- _Task requirements_
Report every line below that contains the word "boat", copying each such line in full. Case counts.

+++++

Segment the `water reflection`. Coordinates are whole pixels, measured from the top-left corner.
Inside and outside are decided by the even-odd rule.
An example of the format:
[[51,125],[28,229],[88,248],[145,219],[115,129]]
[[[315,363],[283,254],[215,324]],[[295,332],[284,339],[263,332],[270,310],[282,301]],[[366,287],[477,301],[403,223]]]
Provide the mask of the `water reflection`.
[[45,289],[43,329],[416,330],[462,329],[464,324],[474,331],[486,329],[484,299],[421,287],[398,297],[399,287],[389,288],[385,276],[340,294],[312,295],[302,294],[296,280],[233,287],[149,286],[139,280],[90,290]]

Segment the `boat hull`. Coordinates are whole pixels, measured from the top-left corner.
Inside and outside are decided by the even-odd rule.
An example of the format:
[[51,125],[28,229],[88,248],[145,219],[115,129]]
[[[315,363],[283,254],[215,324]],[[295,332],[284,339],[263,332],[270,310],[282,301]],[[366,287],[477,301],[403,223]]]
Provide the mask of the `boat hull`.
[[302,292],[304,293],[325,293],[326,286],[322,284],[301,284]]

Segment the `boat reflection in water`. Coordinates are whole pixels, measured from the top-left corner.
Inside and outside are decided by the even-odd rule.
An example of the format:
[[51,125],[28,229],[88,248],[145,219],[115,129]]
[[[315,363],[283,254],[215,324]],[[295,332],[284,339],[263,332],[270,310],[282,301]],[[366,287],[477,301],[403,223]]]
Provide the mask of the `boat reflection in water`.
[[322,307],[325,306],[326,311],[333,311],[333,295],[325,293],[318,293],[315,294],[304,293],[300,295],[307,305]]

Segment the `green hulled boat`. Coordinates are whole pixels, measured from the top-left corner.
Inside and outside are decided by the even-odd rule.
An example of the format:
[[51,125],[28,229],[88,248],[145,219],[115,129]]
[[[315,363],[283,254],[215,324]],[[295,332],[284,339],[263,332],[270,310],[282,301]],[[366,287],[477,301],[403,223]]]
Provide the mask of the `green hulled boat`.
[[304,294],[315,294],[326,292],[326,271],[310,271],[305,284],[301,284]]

+++++

- _Complete output_
Segment the `boat hull`. Coordinates are whole pixels, measured from the top-left corner.
Provide the mask of the `boat hull`.
Segment the `boat reflection in water`. Coordinates are whole pixels, measured from the top-left corner.
Provide the mask of the `boat reflection in water`.
Segment the `green hulled boat`. Coordinates are whole pixels, measured from the top-left corner.
Provide the mask of the `green hulled boat`.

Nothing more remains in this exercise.